Change

January 24, 2013; Source: Washington Post

NPQ recently noted a study from Harvard political scientist Theda Skocpol which suggested that environmental advocates bungled the push for action on climate change during the first four years of the Obama administration, but there are signs that the nation may be ripe for a more sweeping effort on climate issues as the Obama team prepares for its second term. In addition to several recent studies that have put global warming back on the agenda, some key voices are now chiming in about the need to move swiftly. President Barack Obama devoted a considerable portion of his inaugural speech to the need to address climate change, and World Bank President Jim Yong Kim followed that up with an editorial in the Washington Post that conveyed the utmost urgency, stating:

“After the hottest year on record in the United States, a year in which Hurricane Sandy caused billions of dollars in damage, record droughts scorched farmland in the Midwest and our organization reported that the planet could become more than 7 degrees warmer, what are we waiting for? We need to get serious fast. The planet, our home, can’t wait.”

Kim proposes three concrete methods for getting started: re-price energy to take into account the environmental degradation of carbon emissions and to incentivize the use of clean energy technologies, end subsidies to environmentally harmful fossil fuels, and focus on lowering carbon emissions from the world’s largest 100 cities (which he states contribute approximately two-thirds of energy-related emissions). There is certainly room for debate as to exactly how to move forward with a plan that will drastically reduce humanity’s carbon footprint, but the broad consensus in the scientific community is that there is absolutely no time to continue debating whether to do so or whether climate change is some sort of elaborate global hoax.

*Requests*.
a - According to the article on climate change, why does Kim propose focusing on lowering carbon emissions from the world's largest 100 cities?
b - From the article on climate change, extract the passage starting with "Kim proposes three" and going on through "elaborate global hoax.".
c - In the article on climate change, how much warmer did Kim's organization report the planet could become?

Records from a point labeling set:

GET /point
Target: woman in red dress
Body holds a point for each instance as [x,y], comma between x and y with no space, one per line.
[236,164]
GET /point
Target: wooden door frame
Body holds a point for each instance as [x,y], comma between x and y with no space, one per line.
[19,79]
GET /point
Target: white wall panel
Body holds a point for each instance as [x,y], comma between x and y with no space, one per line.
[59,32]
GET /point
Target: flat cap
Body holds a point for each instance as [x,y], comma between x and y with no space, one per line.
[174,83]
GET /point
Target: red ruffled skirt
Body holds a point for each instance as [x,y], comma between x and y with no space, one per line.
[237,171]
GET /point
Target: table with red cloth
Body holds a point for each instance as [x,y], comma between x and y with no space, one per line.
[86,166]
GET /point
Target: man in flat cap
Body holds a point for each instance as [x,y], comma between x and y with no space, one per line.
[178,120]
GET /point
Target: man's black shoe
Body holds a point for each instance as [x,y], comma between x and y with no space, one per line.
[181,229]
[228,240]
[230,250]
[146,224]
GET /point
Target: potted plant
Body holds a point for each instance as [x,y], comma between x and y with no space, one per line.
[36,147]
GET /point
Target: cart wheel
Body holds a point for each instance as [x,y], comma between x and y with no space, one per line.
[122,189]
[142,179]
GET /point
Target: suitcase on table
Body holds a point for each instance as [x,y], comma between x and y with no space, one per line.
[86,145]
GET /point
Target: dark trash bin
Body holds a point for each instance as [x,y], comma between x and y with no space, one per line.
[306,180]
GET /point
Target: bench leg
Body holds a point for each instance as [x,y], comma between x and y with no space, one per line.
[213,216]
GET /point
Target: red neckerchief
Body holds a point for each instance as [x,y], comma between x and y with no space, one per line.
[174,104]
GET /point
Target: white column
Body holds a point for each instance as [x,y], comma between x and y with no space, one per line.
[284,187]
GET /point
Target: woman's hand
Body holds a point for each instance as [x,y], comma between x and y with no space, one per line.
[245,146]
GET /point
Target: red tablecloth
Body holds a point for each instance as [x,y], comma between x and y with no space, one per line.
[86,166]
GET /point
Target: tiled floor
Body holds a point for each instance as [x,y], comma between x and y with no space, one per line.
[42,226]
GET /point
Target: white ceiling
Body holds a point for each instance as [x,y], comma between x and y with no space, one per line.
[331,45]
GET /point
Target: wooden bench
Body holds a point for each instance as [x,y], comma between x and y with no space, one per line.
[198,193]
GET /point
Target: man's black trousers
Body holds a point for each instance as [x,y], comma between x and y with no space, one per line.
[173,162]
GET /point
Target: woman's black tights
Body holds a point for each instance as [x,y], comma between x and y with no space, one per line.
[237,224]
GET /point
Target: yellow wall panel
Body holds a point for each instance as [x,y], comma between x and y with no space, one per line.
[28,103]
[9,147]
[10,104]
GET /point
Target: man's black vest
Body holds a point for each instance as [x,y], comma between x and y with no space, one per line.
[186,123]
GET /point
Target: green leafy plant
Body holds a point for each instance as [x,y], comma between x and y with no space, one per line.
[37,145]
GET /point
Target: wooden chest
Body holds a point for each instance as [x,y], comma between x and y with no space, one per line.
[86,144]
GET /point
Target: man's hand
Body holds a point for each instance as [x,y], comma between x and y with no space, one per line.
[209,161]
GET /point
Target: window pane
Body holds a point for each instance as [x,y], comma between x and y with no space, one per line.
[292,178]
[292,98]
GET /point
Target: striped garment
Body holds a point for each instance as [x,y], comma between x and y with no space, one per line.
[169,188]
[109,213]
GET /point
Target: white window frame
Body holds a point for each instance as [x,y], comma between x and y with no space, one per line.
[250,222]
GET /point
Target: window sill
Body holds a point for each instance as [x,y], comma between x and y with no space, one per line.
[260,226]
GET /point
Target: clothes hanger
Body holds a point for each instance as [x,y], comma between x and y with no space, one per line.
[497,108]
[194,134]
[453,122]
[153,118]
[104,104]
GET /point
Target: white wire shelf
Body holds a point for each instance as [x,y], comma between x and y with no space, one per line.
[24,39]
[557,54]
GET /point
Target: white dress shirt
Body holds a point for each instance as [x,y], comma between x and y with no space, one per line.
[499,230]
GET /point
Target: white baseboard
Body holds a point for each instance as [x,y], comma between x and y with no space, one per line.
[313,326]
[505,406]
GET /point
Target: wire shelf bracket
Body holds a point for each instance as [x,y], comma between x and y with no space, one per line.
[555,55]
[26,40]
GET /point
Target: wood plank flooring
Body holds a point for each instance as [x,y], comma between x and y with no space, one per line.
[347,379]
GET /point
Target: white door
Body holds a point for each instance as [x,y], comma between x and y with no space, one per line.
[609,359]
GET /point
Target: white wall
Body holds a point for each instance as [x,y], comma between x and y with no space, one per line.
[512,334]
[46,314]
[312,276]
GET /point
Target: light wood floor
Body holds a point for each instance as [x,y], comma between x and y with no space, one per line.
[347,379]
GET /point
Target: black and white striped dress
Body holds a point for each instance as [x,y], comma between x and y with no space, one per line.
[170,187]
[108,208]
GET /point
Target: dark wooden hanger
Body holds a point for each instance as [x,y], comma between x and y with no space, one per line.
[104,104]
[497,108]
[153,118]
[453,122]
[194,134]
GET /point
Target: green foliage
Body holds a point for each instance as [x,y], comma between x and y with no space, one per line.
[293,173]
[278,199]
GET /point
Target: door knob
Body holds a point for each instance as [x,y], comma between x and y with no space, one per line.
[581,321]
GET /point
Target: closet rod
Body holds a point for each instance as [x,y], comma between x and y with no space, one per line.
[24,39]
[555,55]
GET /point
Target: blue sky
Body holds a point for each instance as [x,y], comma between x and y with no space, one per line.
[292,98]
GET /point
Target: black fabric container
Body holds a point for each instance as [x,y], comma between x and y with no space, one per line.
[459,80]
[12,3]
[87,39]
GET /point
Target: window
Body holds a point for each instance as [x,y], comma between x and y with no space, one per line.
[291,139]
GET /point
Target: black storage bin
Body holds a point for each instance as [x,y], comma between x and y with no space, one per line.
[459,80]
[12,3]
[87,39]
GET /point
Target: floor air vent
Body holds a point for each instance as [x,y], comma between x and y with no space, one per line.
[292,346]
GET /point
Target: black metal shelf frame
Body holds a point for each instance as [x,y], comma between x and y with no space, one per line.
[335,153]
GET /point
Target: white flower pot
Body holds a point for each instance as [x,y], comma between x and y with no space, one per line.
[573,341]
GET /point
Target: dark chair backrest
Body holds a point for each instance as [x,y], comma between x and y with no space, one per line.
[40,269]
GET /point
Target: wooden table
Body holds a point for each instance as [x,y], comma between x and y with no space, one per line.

*The solutions*.
a - Kim states that these cities contribute approximately two-thirds of energy-related emissions.

b -
Kim proposes three concrete methods for getting started: re-price energy to take into account the environmental degradation of carbon emissions and to incentivize the use of clean energy technologies, end subsidies to environmentally harmful fossil fuels, and focus on lowering carbon emissions from the world’s largest 100 cities (which he states contribute approximately two-thirds of energy-related emissions). There is certainly room for debate as to exactly how to move forward with a plan that will drastically reduce humanity’s carbon footprint, but the broad consensus in the scientific community is that there is absolutely no time to continue debating whether to do so or whether climate change is some sort of elaborate global hoax.

c - It reported that the planet could become more than 7 degrees warmer.